[Opening EXTRACT TO READ section]

These are such strange times where we are awash in wholesale delusion and deception. More so the former. Delusion and deception are part of the human condition but these days it’s a constant challenge to understand the “wholesale” part. It’s utterly fascinating to witness and to try to comprehend.
If one burns one’s finger in a candle, it invariably imparts a lesson that the injured owner understands and remembers. The previous century of grisly political disease and slaughter, plus almost 1,400 years of Islam’s presence on the planet, however, have not been instructive in the least to millions—indeed to our entire civilization. And now we will all experience the catastrophes of economic collapse, population convulsion, internal war, and full-bore jihad. The least prophylactic measures are unmentionable.
So clarity in any corner is appreciated.
Warmest regards for a healthy and productive new year.

[Closing EXTRACT TO READ section]
[Opening STUDY MATERIAL section]

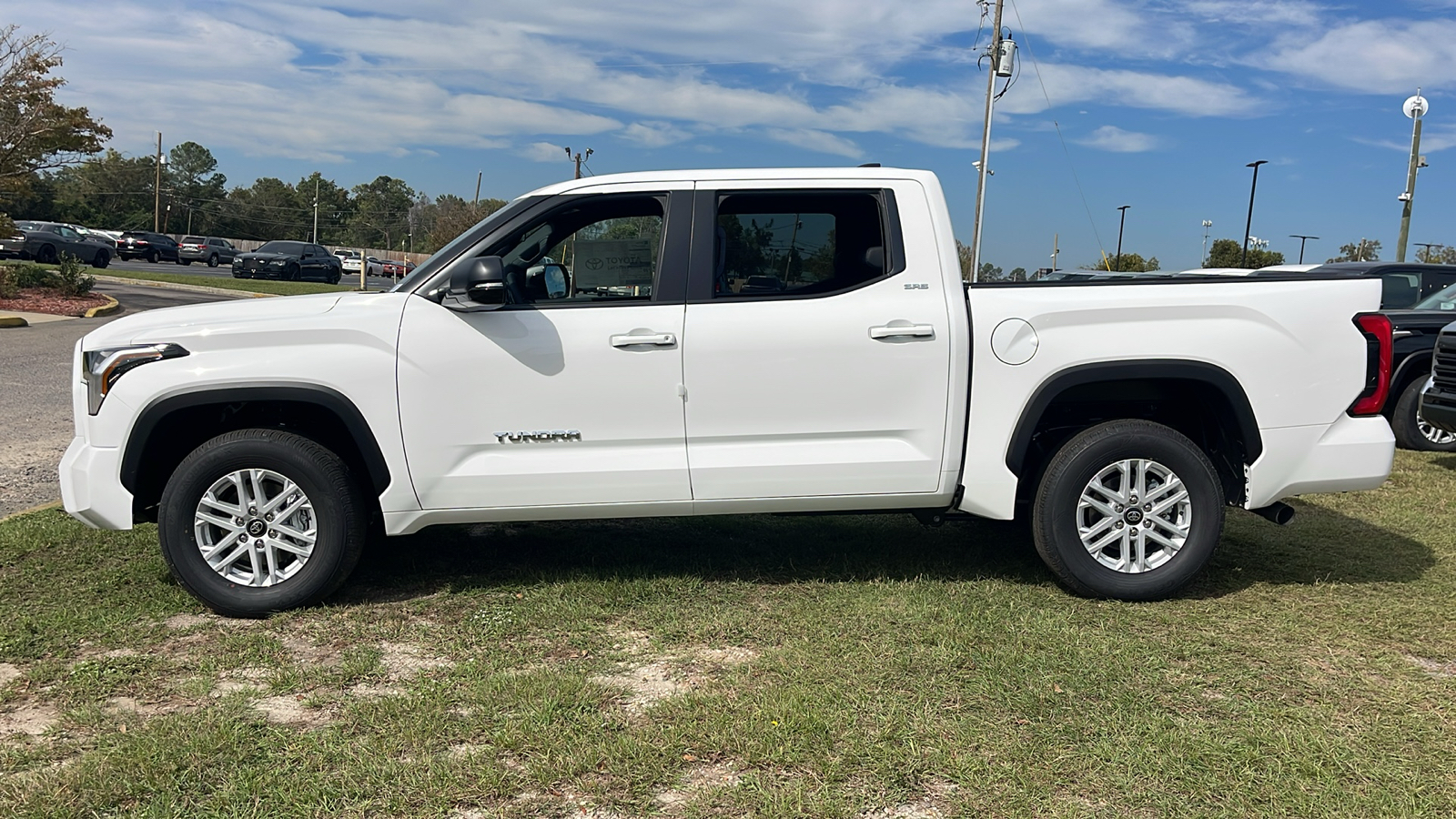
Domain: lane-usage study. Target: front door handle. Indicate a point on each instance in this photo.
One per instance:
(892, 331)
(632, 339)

[Closing STUDY MATERIAL section]
[Opening STUDY MATERIAL section]

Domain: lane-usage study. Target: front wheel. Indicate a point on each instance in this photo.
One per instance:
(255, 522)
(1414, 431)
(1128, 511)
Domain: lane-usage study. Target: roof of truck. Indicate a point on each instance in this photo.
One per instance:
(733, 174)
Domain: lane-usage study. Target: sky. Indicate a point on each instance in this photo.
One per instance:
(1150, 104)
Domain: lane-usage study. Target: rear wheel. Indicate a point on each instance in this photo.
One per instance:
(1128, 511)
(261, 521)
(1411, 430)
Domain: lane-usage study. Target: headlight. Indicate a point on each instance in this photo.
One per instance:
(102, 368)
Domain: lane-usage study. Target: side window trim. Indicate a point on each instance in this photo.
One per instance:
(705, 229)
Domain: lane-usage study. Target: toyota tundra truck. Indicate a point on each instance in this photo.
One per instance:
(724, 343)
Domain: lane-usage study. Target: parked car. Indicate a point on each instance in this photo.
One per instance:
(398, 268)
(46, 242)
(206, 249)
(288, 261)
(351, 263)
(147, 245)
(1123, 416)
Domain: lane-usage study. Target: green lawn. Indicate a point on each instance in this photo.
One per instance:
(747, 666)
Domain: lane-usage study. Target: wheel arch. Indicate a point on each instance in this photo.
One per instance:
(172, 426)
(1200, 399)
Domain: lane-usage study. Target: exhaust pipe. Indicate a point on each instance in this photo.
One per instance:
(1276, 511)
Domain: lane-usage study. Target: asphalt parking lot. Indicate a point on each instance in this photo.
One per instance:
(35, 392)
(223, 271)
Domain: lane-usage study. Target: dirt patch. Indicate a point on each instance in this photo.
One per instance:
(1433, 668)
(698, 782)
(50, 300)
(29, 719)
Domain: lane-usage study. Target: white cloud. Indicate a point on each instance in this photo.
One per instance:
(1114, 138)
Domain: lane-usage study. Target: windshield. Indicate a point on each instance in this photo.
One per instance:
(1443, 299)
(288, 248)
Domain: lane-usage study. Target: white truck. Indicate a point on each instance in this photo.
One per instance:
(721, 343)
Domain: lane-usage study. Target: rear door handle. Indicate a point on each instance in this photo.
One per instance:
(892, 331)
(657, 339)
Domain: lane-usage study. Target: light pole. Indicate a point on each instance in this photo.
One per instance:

[Closing STUDY MATERIAL section]

* GOAL OF THE EXERCISE *
Copy the text on delusion and deception starting with "If one burns" and going on through "corner is appreciated.", changing "candle" to "stove".

* YOUR SOLUTION *
If one burns one’s finger in a stove, it invariably imparts a lesson that the injured owner understands and remembers. The previous century of grisly political disease and slaughter, plus almost 1,400 years of Islam’s presence on the planet, however, have not been instructive in the least to millions—indeed to our entire civilization. And now we will all experience the catastrophes of economic collapse, population convulsion, internal war, and full-bore jihad. The least prophylactic measures are unmentionable.
So clarity in any corner is appreciated.